ABOUT THIS TASK: Below are the records. Restate word for word every line from the one that contains "front roller drum in the photo above." through the final line, both included.
*** RECORDS TO PROCESS
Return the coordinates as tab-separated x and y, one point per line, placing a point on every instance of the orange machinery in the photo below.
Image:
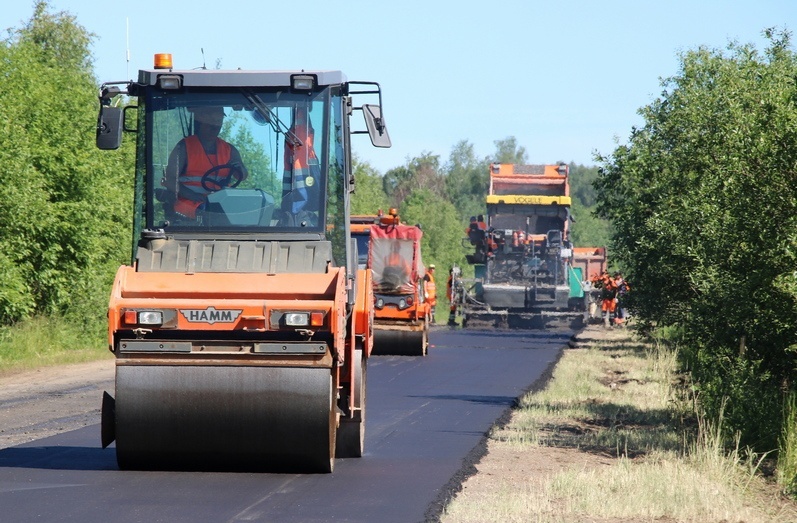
401	313
527	273
241	332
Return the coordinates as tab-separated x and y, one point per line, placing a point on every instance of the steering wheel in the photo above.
213	181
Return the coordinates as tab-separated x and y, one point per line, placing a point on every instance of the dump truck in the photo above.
242	327
402	312
523	259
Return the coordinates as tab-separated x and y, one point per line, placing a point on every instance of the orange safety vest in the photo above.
191	194
301	167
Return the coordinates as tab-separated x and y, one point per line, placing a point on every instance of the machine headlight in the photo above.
297	319
150	317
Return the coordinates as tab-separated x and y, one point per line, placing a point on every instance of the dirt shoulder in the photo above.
504	468
44	402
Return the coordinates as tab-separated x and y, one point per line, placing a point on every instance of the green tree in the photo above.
467	178
421	172
508	151
369	195
64	210
588	229
442	229
703	202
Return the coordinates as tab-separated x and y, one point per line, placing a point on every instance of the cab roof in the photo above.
238	78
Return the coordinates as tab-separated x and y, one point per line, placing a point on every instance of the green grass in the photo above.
47	341
621	400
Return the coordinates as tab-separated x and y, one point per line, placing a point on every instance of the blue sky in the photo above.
564	78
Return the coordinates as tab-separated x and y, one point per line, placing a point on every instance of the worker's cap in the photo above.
209	115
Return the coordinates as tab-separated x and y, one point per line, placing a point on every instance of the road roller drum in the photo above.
224	417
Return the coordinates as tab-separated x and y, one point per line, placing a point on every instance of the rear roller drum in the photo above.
225	418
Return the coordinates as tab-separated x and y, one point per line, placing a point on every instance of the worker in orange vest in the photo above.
201	163
301	172
608	298
430	290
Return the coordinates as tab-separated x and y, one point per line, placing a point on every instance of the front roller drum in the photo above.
400	342
184	417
******
THE COMPLETED TASK:
Return the coordinates as tab-separated x and y, one point per line, placing a point on every instance of the front roller drum in the photo above.
400	342
184	417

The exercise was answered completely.